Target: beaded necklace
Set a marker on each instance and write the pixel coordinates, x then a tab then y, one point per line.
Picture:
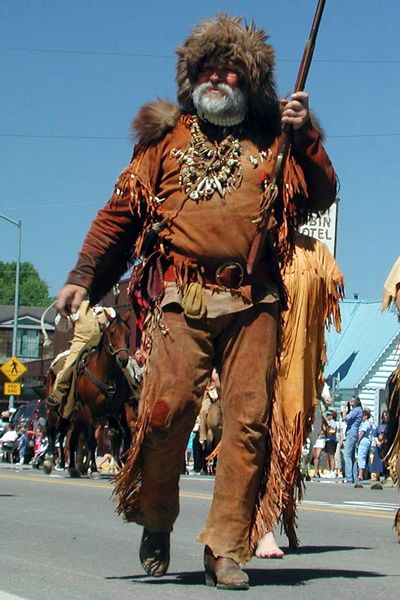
207	168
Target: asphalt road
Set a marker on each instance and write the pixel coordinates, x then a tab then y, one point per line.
60	538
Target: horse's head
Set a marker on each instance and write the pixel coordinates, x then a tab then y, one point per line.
116	338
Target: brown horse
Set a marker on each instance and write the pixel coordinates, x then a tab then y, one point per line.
101	391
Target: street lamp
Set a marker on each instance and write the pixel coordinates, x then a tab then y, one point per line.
16	296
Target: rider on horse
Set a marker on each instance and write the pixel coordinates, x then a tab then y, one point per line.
89	323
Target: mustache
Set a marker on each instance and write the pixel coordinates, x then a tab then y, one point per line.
222	87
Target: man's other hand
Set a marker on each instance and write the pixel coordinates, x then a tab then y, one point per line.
69	299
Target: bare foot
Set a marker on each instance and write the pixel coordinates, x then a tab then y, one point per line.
268	548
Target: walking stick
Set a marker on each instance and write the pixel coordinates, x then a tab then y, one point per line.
259	241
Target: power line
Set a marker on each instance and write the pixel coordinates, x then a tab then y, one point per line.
127	138
170	56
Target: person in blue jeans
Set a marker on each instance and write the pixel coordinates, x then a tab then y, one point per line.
353	420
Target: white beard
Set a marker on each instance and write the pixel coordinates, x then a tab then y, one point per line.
226	110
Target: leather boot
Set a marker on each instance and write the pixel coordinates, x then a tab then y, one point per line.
154	552
225	573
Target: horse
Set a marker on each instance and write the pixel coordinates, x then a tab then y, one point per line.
101	391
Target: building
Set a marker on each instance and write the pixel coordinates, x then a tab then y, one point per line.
362	357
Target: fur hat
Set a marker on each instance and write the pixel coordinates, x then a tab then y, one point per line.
224	40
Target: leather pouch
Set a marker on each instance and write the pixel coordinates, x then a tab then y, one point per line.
193	302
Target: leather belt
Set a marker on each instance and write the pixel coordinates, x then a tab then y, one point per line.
230	275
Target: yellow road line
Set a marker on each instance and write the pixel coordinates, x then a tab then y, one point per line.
361	512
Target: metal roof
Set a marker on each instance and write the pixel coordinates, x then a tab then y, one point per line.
366	333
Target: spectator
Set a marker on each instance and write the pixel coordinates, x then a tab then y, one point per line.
22	446
8	442
38	421
377	466
364	443
353	422
330	443
37	440
318	447
340	437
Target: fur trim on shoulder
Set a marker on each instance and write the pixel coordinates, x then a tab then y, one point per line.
154	120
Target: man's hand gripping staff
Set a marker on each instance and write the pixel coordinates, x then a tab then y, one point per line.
294	115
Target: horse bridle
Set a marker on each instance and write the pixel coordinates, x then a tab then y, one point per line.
111	350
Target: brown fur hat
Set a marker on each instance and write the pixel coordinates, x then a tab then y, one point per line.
223	40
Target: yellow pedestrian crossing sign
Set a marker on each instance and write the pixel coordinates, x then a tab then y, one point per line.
12	389
13	369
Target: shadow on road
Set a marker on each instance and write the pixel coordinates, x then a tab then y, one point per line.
321	549
258	577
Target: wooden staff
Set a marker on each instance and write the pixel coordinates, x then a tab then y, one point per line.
258	243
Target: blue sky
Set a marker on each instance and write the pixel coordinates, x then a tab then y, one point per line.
74	74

- [Exercise prompt]
Put down exactly the lines of the data above that run from its first line through the line bearing "Target: power line", and no pictures.

- [The completed task]
Target: beaded necklace
Set a marker on each instance and write the pixel coordinates, x then a tab then y, one point per line.
Picture:
207	168
Target: asphalt road
Set a marker on each instance and write the pixel coordinates, x then a tab then y, one point per line.
60	538
Target: horse's head
Set a marker on each instance and write the pixel coordinates, x then a tab then y, one point per line.
116	338
Target: brown horse
Set a marker on each instance and write the pixel coordinates, x then a tab then y, one point per line.
101	391
Target: street lamp
Set a marker on each instance and write the pixel coordinates, x then a tab then y, one point per line.
16	296
Target: rider on horse
Set a marker on each instance and write the pixel coordinates, x then a tab then y, one point per line.
89	323
Target: mustache
Set a marker on each instance and write the pixel coordinates, x then a tab then y, one point per line.
222	87
Target: man's other hand
Set a marker on each instance and write the pixel coordinates, x then a tab then y, one point per line.
69	299
Target: bare foot
Set a marker on each instance and write the pixel coordinates, x then a tab then y, one point per line.
268	548
Target: walking stick
Set a marker on each instance and write the pixel coordinates, x then a tab then y, one point per line.
259	241
Target: power line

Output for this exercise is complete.